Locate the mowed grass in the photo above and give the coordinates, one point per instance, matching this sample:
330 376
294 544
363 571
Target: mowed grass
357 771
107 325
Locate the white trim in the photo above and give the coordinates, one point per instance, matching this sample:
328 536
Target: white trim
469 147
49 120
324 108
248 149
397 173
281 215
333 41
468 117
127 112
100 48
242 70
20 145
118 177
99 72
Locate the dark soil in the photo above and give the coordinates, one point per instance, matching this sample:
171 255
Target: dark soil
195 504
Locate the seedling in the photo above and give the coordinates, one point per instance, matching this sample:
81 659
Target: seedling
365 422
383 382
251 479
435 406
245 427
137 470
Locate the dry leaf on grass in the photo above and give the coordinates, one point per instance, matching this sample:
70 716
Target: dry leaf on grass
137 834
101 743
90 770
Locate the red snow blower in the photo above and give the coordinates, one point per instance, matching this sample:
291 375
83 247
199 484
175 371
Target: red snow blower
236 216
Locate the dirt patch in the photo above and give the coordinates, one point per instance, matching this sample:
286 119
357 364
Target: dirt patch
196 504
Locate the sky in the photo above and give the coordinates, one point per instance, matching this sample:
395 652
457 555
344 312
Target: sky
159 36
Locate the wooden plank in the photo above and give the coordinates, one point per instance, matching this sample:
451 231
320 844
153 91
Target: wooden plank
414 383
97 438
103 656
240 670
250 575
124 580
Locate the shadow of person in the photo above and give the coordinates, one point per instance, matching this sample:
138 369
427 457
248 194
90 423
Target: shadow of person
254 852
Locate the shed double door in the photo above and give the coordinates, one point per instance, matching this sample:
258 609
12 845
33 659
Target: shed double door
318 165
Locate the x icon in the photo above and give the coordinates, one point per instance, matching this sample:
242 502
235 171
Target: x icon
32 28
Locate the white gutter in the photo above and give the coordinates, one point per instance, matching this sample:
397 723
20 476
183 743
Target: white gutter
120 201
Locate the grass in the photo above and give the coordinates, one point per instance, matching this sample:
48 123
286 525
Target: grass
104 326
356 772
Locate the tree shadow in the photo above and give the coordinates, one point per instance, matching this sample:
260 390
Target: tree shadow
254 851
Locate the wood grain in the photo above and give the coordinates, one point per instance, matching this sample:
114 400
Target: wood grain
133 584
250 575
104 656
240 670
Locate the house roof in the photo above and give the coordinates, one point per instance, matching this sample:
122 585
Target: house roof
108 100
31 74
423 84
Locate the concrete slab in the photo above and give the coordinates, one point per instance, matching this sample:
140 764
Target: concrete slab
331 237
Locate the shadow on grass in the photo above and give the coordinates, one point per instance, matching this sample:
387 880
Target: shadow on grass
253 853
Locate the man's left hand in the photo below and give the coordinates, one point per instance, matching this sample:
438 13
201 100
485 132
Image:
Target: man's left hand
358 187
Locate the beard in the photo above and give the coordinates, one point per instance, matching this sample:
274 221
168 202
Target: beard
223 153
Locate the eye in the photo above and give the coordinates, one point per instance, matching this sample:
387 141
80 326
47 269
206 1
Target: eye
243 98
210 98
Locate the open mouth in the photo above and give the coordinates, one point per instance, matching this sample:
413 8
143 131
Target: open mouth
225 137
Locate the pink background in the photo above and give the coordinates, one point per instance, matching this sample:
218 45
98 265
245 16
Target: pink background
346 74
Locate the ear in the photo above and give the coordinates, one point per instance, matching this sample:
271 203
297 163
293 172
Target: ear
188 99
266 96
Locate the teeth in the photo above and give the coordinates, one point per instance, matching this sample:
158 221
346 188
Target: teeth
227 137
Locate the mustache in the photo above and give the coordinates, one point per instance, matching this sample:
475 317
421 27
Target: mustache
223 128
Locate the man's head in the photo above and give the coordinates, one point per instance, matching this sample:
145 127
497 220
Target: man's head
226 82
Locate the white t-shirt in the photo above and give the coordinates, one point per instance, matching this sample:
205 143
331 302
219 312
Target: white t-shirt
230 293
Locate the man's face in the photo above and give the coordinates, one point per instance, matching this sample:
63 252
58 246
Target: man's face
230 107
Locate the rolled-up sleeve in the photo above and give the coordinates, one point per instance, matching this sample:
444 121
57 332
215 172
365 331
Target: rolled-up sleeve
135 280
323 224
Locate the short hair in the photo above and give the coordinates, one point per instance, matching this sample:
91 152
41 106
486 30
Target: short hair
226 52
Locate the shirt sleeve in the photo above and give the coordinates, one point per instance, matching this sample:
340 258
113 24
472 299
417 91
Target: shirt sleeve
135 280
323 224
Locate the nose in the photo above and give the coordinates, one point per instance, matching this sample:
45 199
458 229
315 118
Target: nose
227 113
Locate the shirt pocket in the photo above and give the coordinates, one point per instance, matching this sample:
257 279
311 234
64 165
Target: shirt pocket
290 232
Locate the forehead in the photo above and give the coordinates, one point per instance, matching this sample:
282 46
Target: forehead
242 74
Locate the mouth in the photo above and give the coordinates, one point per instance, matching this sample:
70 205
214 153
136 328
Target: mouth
──────
__What the exercise asks__
Retype each entry exactly, leaving none of them out.

__Output of the task__
Locate the mowed grass in the photo above and give the coordinates, one point per instance, matching this sample:
330 376
294 544
363 571
Target: mowed grass
357 771
107 325
Locate the white trim in the photo above and give the coordinates, one point per instance, matching this sample:
328 536
Target: white trim
469 147
49 120
324 108
248 149
397 173
281 215
333 41
468 117
127 112
100 48
242 70
20 145
118 177
99 72
Locate the dark soil in the photo above and give the coordinates, one point per instance, matching this sample:
171 255
Target: dark soil
195 504
Locate the seedling in the photo above and give the coordinates, one point per instance, matching this sample:
81 659
Target: seedling
365 422
383 382
251 479
435 406
245 427
137 470
Locate the dry leaf on grass in the photo above and give the coordinates, one point per instance, matching this sample:
70 716
Target: dry leaf on grass
137 834
101 743
90 770
Locate the red snow blower in the photo above and give the coordinates, one point per instance, matching this sample:
291 375
83 247
199 484
175 371
Target: red snow blower
236 216
Locate the dirt patch in the photo above and give the coordinates, one point per instance, matching this sample:
286 119
357 364
Target: dirt patch
196 504
Locate the sky in the photo above and give the coordinates, one point per instance, matching this sample:
395 652
457 555
344 312
Target: sky
159 36
Locate the wooden plank in the photo above and give the coordinates, one point per instance, matching this sample:
451 231
320 844
153 91
Target: wooden plank
414 383
97 438
103 656
240 670
250 575
124 580
Locate the shadow of person in the photo above and give the coordinates, one point per instance, matching this sample:
138 369
427 457
248 194
90 423
Target: shadow of person
254 852
Locate the shed double door in the photo above and give the coordinates, one point per instance, matching this sample:
258 609
12 845
33 659
Target: shed double door
318 165
Locate the x icon in the photo above and give the coordinates, one point per instance, matching this sample:
242 502
235 171
Target: x icon
32 28
Locate the white gutter in the photo above and give the coordinates, one point per instance, matching this sample:
397 723
20 476
183 743
Target: white gutter
120 201
Locate the grass in the photo above and give the coordinates, one point per instance, matching this sample:
48 123
286 525
Target: grass
104 326
356 772
Locate the tree shadow in the photo above and give the coordinates, one point per instance, matching this sample:
260 390
Target: tree shadow
254 851
Locate the wood grain in the photo above and give the coordinates, one point per instance, matching this sample:
114 400
Target: wood grain
133 584
250 575
104 656
240 670
Locate the house roof in the photo above and give the coordinates, one point per instance, matching this sample:
122 585
Target: house roof
108 100
31 74
423 84
Locate the concrete slab in the photo above and give the coordinates, one point per instance, matching this sample:
140 764
Target: concrete slab
331 237
Locate the shadow on grass in the photo above and give the coordinates, one point per instance, matching this sample:
387 880
Target: shadow on grass
253 853
Locate the man's left hand in the photo below and give the coordinates, one point per instance, matching this sample:
438 13
201 100
485 132
Image:
Target: man's left hand
358 187
Locate the beard in the photo above and give the coordinates, one point per instance, matching this sample:
274 221
168 202
Target: beard
223 153
Locate the eye in the photo above and give the coordinates, one point per instance, matching this sample:
387 141
80 326
47 269
206 1
Target: eye
243 98
210 98
Locate the open mouth in the photo above and give the coordinates, one point per instance, matching this sample:
413 8
143 131
Target: open mouth
225 137
Locate the pink background in the photo above and give the coordinates, one point per instance, matching this sample:
218 45
98 265
245 16
Target: pink background
346 74
Locate the ear in the photo above and give the coordinates, one point per instance, matching this sample:
271 203
297 163
293 172
Target: ear
188 99
266 96
Locate the teeth in the photo above and give the coordinates, one point per instance, matching this sample:
158 221
346 188
Target: teeth
227 137
Locate the mustache in the photo above and give the coordinates, one point per instance, matching this sample:
475 317
421 27
Target: mustache
223 128
Locate the man's head in the photo above and give the coordinates, one point per instance, matching this sample:
145 127
497 220
Target: man's head
226 82
Locate the white t-shirt in the photo above and give the coordinates, one point per instance, matching this sample:
205 143
331 302
219 312
Target: white t-shirt
230 293
Locate the man's face in the photo above and give the coordinates, one point per instance, matching this sample:
63 252
58 246
Target: man's face
230 107
Locate the rolled-up sleeve in the photo above and give the coordinates, one point per instance, matching this sample:
444 121
57 332
215 172
365 331
Target: rolled-up sleeve
135 280
323 224
Locate the short hair in the photo above and give the coordinates, one point per instance, matching this sample:
91 152
41 106
486 30
Target: short hair
226 52
Locate the shirt sleeve in the photo above and give the coordinates, one point per instance, matching this sample:
340 258
113 24
472 299
417 91
Target: shirt sleeve
135 280
323 224
Locate the nose in the photo above and give the coordinates, one point per instance, matching this sample:
45 199
458 229
315 118
Target: nose
227 113
Locate the shirt pocket in the photo above and give the coordinates, one point per instance, matching this sample:
257 279
311 234
64 165
Target: shirt pocket
290 232
Locate the forehead in the photo above and give the coordinates, one point per instance, matching this sample:
282 46
Target: forehead
242 74
Locate the mouth in the photo above and give the coordinates, one point per instance, matching this sample:
70 205
214 153
136 328
Target: mouth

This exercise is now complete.